* [Task to complete]: How many lines in the rows below contain the string "driveway"? Reply with the number only.

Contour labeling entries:
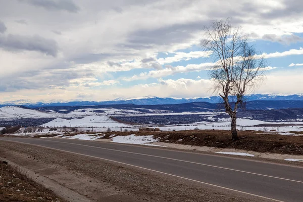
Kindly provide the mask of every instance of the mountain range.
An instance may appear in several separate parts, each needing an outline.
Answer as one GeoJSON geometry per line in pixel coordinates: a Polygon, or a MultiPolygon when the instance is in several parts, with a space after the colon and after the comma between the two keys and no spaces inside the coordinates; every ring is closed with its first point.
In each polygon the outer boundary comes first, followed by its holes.
{"type": "MultiPolygon", "coordinates": [[[[245,95],[246,102],[254,100],[303,100],[303,94],[292,94],[289,95],[273,95],[268,94],[252,94],[245,95]]],[[[208,97],[195,97],[176,98],[171,97],[146,97],[133,99],[118,98],[109,101],[72,101],[69,102],[32,102],[30,100],[19,100],[12,102],[0,103],[0,107],[6,106],[23,106],[33,108],[42,107],[60,106],[87,106],[109,105],[133,104],[136,105],[175,105],[185,103],[207,102],[211,104],[220,103],[222,98],[219,96],[208,97]]]]}

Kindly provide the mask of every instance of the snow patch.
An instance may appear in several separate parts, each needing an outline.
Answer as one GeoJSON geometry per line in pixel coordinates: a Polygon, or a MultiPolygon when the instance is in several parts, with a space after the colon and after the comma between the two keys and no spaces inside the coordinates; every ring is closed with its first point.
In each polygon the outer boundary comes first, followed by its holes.
{"type": "Polygon", "coordinates": [[[302,161],[303,162],[303,159],[285,159],[285,161],[302,161]]]}
{"type": "Polygon", "coordinates": [[[244,153],[242,152],[216,152],[218,154],[223,154],[225,155],[238,155],[238,156],[246,156],[247,157],[255,157],[255,155],[250,155],[249,154],[244,153]]]}
{"type": "Polygon", "coordinates": [[[127,136],[117,136],[112,138],[113,142],[124,144],[144,144],[150,146],[158,146],[150,143],[157,142],[158,139],[154,139],[153,135],[136,136],[134,134],[127,136]]]}
{"type": "Polygon", "coordinates": [[[68,139],[80,139],[82,140],[95,140],[99,137],[96,136],[97,134],[78,134],[72,136],[64,136],[62,137],[62,138],[68,138],[68,139]]]}

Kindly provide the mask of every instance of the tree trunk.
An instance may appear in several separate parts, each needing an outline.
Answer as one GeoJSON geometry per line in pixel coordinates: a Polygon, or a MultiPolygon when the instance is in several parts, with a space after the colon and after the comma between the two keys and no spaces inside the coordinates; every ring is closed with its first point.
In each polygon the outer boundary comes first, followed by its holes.
{"type": "Polygon", "coordinates": [[[237,131],[237,117],[235,115],[231,116],[231,127],[230,130],[231,131],[231,137],[233,140],[237,140],[239,139],[238,137],[238,132],[237,131]]]}

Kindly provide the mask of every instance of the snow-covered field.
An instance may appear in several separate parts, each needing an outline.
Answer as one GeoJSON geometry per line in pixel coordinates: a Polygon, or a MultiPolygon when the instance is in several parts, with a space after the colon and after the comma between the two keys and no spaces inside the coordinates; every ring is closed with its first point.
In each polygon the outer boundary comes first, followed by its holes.
{"type": "Polygon", "coordinates": [[[127,127],[129,125],[119,123],[106,116],[89,116],[82,119],[67,120],[58,118],[43,124],[43,127],[127,127]]]}
{"type": "Polygon", "coordinates": [[[74,110],[69,113],[69,114],[71,115],[77,115],[81,116],[92,115],[121,115],[129,114],[142,114],[143,113],[135,110],[118,110],[112,108],[100,109],[81,109],[74,110]]]}
{"type": "Polygon", "coordinates": [[[78,134],[72,136],[62,136],[62,135],[57,135],[55,137],[60,137],[60,136],[61,136],[62,138],[81,139],[83,140],[95,140],[100,138],[100,137],[97,137],[97,135],[98,134],[98,133],[92,134],[78,134]]]}
{"type": "Polygon", "coordinates": [[[135,136],[131,134],[127,136],[117,136],[112,137],[113,142],[123,143],[124,144],[144,144],[151,146],[157,146],[150,143],[158,141],[154,139],[153,135],[135,136]]]}
{"type": "Polygon", "coordinates": [[[39,112],[18,107],[7,106],[0,108],[1,119],[56,118],[58,117],[58,116],[60,116],[59,113],[39,112]]]}

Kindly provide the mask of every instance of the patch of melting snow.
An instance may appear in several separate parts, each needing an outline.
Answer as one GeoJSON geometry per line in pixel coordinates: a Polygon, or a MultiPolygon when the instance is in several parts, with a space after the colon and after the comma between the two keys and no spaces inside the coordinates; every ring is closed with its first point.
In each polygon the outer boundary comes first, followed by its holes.
{"type": "Polygon", "coordinates": [[[158,141],[158,139],[154,139],[153,137],[153,135],[135,136],[134,134],[132,134],[131,135],[127,136],[117,136],[113,137],[112,138],[112,139],[113,140],[112,142],[158,146],[150,144],[152,142],[158,141]]]}
{"type": "Polygon", "coordinates": [[[238,156],[246,156],[247,157],[255,157],[255,155],[250,155],[249,154],[244,153],[242,152],[216,152],[218,154],[223,154],[225,155],[238,155],[238,156]]]}
{"type": "Polygon", "coordinates": [[[301,161],[303,162],[303,159],[285,159],[285,161],[301,161]]]}
{"type": "Polygon", "coordinates": [[[96,136],[94,134],[78,134],[72,136],[64,136],[62,137],[62,138],[68,138],[68,139],[80,139],[82,140],[95,140],[98,139],[99,137],[96,136]]]}
{"type": "Polygon", "coordinates": [[[64,134],[62,134],[61,135],[56,135],[54,137],[63,137],[64,136],[64,134]]]}

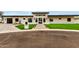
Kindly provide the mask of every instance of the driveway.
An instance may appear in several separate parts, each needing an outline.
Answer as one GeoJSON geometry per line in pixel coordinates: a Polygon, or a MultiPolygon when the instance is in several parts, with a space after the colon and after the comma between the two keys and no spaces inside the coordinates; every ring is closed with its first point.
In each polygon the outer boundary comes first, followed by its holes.
{"type": "Polygon", "coordinates": [[[13,24],[0,24],[0,32],[19,31],[13,24]]]}
{"type": "Polygon", "coordinates": [[[34,29],[48,29],[48,28],[46,28],[44,24],[37,24],[34,29]]]}

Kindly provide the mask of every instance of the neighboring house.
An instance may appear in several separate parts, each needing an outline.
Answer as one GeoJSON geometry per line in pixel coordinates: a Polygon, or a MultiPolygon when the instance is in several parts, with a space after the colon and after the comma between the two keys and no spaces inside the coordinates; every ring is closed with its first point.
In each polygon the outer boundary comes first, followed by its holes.
{"type": "Polygon", "coordinates": [[[3,11],[2,20],[7,24],[79,23],[79,11],[3,11]]]}

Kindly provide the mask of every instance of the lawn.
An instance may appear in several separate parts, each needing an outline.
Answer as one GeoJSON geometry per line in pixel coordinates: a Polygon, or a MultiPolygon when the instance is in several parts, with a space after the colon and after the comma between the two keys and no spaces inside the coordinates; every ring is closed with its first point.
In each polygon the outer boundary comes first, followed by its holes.
{"type": "Polygon", "coordinates": [[[36,24],[29,24],[29,29],[36,27],[36,24]]]}
{"type": "MultiPolygon", "coordinates": [[[[29,29],[32,29],[36,26],[36,24],[29,24],[29,29]]],[[[17,28],[24,30],[24,25],[23,24],[19,24],[18,26],[16,26],[17,28]]]]}
{"type": "Polygon", "coordinates": [[[45,24],[49,29],[72,29],[79,30],[79,24],[45,24]]]}

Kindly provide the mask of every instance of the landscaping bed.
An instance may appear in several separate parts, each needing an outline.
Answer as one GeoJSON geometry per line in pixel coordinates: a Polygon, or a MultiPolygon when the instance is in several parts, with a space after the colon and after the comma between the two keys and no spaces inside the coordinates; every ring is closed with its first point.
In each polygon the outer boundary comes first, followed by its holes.
{"type": "Polygon", "coordinates": [[[45,24],[49,29],[71,29],[79,30],[79,24],[45,24]]]}

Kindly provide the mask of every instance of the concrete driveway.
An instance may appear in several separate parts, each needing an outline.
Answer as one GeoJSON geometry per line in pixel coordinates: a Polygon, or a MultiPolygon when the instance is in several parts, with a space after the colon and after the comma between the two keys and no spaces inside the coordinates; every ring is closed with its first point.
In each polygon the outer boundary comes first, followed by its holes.
{"type": "Polygon", "coordinates": [[[0,32],[19,31],[13,24],[0,24],[0,32]]]}

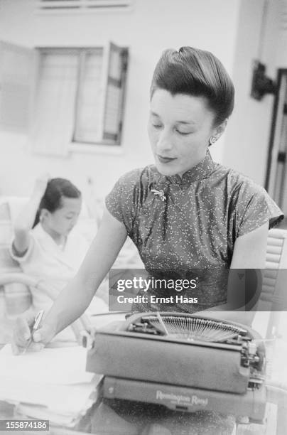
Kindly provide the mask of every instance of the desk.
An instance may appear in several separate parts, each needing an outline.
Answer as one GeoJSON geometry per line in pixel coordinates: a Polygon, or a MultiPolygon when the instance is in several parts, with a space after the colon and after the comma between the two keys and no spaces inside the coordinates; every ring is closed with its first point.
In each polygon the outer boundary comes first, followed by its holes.
{"type": "MultiPolygon", "coordinates": [[[[94,318],[94,325],[96,327],[102,327],[112,321],[123,320],[124,314],[113,314],[98,315],[94,318]]],[[[274,350],[273,350],[274,351],[274,350]]],[[[283,343],[275,350],[275,354],[273,355],[276,361],[276,370],[280,365],[286,365],[286,356],[287,355],[287,343],[283,343]]],[[[280,368],[280,370],[281,370],[280,368]]],[[[287,377],[287,372],[286,372],[287,377]]],[[[281,380],[282,382],[283,380],[281,380]]],[[[274,392],[274,397],[276,392],[274,392]]],[[[269,429],[266,435],[286,435],[287,427],[287,394],[285,394],[281,403],[281,407],[278,412],[278,419],[276,421],[276,416],[274,417],[274,412],[271,409],[269,411],[268,419],[270,424],[267,426],[269,429]],[[277,424],[277,432],[275,427],[277,424]]],[[[15,414],[15,407],[0,402],[0,419],[16,419],[17,414],[15,414]]],[[[158,408],[153,407],[150,405],[144,405],[139,404],[124,404],[119,406],[119,403],[115,401],[112,404],[107,400],[101,400],[95,404],[85,416],[80,424],[75,428],[75,430],[68,429],[66,427],[60,427],[50,425],[49,431],[43,431],[44,434],[49,434],[50,435],[85,435],[88,433],[93,433],[94,435],[173,435],[175,433],[168,430],[166,426],[161,424],[163,421],[168,421],[170,427],[174,428],[174,421],[173,423],[172,419],[177,418],[181,419],[181,423],[183,422],[183,426],[181,426],[183,429],[180,431],[176,431],[176,435],[193,435],[194,434],[210,434],[214,435],[214,431],[187,431],[187,424],[188,424],[189,429],[190,424],[195,426],[199,424],[200,419],[198,416],[193,416],[192,414],[183,414],[181,417],[179,413],[173,414],[169,411],[162,410],[161,418],[159,418],[158,408]],[[112,406],[111,406],[112,405],[112,406]],[[116,412],[117,411],[117,412],[116,412]],[[186,422],[186,424],[184,421],[186,422]]],[[[23,419],[23,417],[19,417],[23,419]]],[[[180,424],[181,424],[180,423],[180,424]]],[[[200,421],[201,424],[201,421],[200,421]]],[[[7,435],[13,434],[14,435],[35,435],[35,431],[9,431],[7,432],[0,432],[1,434],[7,434],[7,435]]],[[[230,433],[230,432],[229,432],[230,433]]],[[[244,432],[241,431],[240,435],[243,435],[244,432]]],[[[250,434],[251,432],[248,432],[250,434]]],[[[261,432],[253,431],[252,435],[258,435],[261,432]]],[[[222,432],[220,435],[223,435],[222,432]]]]}

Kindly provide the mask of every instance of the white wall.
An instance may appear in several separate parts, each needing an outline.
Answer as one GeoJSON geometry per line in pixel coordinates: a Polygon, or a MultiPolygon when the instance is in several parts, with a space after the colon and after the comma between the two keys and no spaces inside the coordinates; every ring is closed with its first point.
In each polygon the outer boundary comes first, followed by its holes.
{"type": "Polygon", "coordinates": [[[252,61],[266,65],[267,75],[276,78],[279,42],[278,2],[266,2],[263,38],[260,39],[264,0],[242,0],[232,77],[235,109],[226,134],[222,163],[264,185],[274,97],[261,101],[250,97],[252,61]]]}
{"type": "MultiPolygon", "coordinates": [[[[190,45],[213,52],[232,71],[240,0],[135,0],[129,13],[37,15],[33,0],[2,0],[0,39],[28,47],[101,45],[112,40],[130,48],[124,128],[124,154],[72,153],[43,157],[28,151],[27,138],[0,134],[0,194],[29,193],[38,173],[72,180],[85,189],[91,176],[99,195],[125,171],[152,161],[146,134],[148,88],[164,48],[190,45]]],[[[256,18],[256,17],[254,17],[256,18]]],[[[224,140],[215,147],[222,160],[224,140]]]]}

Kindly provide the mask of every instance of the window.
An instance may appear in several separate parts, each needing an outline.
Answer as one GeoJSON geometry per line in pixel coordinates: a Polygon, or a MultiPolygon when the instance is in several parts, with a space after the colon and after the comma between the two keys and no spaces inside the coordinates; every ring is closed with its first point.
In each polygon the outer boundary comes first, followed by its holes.
{"type": "MultiPolygon", "coordinates": [[[[45,48],[30,51],[36,54],[38,77],[31,117],[33,150],[63,156],[72,142],[119,146],[128,49],[110,43],[106,50],[45,48]]],[[[16,72],[16,58],[11,63],[10,70],[16,72]]],[[[13,89],[15,93],[15,85],[13,89]]],[[[12,104],[5,102],[9,107],[12,104]]]]}

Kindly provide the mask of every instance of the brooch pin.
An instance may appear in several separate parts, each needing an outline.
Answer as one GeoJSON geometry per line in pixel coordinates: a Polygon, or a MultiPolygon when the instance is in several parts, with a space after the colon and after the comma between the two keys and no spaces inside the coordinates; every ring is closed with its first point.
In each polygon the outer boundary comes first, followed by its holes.
{"type": "Polygon", "coordinates": [[[158,195],[162,201],[165,201],[166,200],[166,196],[165,195],[163,190],[157,190],[156,189],[151,189],[151,192],[152,192],[153,195],[158,195]]]}

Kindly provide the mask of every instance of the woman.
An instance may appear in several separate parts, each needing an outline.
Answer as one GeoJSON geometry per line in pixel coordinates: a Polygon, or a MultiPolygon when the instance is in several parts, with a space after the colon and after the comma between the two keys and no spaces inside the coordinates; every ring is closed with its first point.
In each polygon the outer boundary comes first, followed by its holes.
{"type": "MultiPolygon", "coordinates": [[[[233,85],[213,55],[190,47],[163,53],[151,88],[148,135],[155,166],[124,175],[107,196],[101,227],[79,272],[33,334],[38,345],[82,313],[127,235],[153,276],[171,272],[173,279],[183,279],[197,269],[197,308],[175,304],[175,311],[224,309],[229,297],[227,270],[264,267],[267,232],[282,213],[262,188],[214,163],[208,151],[224,132],[233,104],[233,85]]],[[[135,309],[165,308],[147,304],[135,309]]],[[[15,342],[20,350],[31,321],[19,321],[15,342]]],[[[227,433],[232,422],[225,421],[222,431],[224,421],[215,424],[213,417],[208,433],[227,433]]]]}
{"type": "Polygon", "coordinates": [[[47,343],[82,313],[128,235],[148,270],[207,272],[203,308],[226,303],[226,288],[222,293],[215,284],[221,285],[227,268],[264,267],[269,227],[283,214],[264,189],[213,162],[208,151],[233,105],[232,82],[212,53],[190,47],[163,53],[151,87],[148,135],[156,164],[124,175],[108,195],[85,261],[36,341],[47,343]]]}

* [Exercise answer]: 2